Given exercise 1:
In the space program post, who is named as the chief of Roskosmos?
Given exercise 2:
Transcribe the space program post from "Cheerful, huh? And" to "Well, none really.".
Given exercise 3:
Summarize the space program post in two sentences.
## Start Page
Amid the flurry, I keep wanting to write a post about my... feelings surrounding the current state of the space program, but so far it's been less emotionally taxing to focus on photographs, spacetweeps and related events.

If go and get all opinionated, I run the risk of realizing the biting political cartoons published of late are a little too scary-accurate:

Space Shuttle Cartoon


Space Shuttle Toon

Cheerful, huh? And now hot on the heels of the biting American political rhetoric, the chief of Roskosmos (Russian Federal Space Agency), Vladimir Popovkin, was quoted as saying, "The shuttles turned out to be expensive toys which havent justified the investment made in them."

So what guarantee do we have that the Shuttle's possible successors will be cost-effective, efficient, well-managed, safe and successful in the long-term for science, for manned space-flight and for the overall betterment of humanity? Well, none really.
## End Page
## Start Records supplied
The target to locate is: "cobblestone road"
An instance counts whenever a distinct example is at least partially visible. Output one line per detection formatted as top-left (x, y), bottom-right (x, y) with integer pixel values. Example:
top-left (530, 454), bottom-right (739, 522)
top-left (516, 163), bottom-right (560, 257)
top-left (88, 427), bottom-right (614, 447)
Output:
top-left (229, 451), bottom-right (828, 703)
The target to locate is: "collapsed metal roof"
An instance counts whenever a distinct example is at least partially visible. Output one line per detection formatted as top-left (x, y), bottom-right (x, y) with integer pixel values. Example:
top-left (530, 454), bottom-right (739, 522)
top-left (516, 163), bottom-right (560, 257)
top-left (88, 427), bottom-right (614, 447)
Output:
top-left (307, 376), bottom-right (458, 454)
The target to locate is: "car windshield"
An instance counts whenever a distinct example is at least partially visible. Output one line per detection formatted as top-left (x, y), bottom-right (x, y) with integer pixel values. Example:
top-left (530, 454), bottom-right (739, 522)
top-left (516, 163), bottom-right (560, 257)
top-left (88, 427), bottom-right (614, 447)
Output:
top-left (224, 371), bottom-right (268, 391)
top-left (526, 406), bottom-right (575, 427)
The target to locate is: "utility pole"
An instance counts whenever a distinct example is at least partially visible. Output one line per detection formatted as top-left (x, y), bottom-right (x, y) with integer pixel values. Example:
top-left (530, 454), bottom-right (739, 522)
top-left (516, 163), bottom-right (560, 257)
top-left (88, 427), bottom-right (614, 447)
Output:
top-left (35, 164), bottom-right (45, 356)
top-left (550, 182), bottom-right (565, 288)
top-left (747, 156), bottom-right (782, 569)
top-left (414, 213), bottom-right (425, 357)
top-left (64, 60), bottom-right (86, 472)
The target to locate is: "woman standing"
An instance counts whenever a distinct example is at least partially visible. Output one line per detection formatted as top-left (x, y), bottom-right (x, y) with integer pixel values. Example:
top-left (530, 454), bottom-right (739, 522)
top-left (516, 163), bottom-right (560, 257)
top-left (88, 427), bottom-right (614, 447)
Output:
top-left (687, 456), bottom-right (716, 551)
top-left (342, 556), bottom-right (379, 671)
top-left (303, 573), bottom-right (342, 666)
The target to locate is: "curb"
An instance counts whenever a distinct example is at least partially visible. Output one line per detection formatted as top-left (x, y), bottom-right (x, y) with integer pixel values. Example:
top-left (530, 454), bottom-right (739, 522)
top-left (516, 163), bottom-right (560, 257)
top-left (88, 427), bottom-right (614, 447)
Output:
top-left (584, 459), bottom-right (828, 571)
## End Records supplied
Full solution 1:
Vladimir Popovkin.

Full solution 2:
Cheerful, huh? And now hot on the heels of the biting American political rhetoric, the chief of Roskosmos (Russian Federal Space Agency), Vladimir Popovkin, was quoted as saying, "The shuttles turned out to be expensive toys which havent justified the investment made in them."

So what guarantee do we have that the Shuttle's possible successors will be cost-effective, efficient, well-managed, safe and successful in the long-term for science, for manned space-flight and for the overall betterment of humanity? Well, none really.

Full solution 3:
The writer wants to post about feelings on the current state of the space program, but has found it less taxing to focus on photographs, spacetweeps and related events, partly out of fear that recent political cartoons are too accurate. After quoting Roskosmos chief Vladimir Popovkin calling the shuttles expensive toys, the writer concludes that there is really no guarantee the Shuttle's possible successors will be cost-effective, safe and successful in the long term.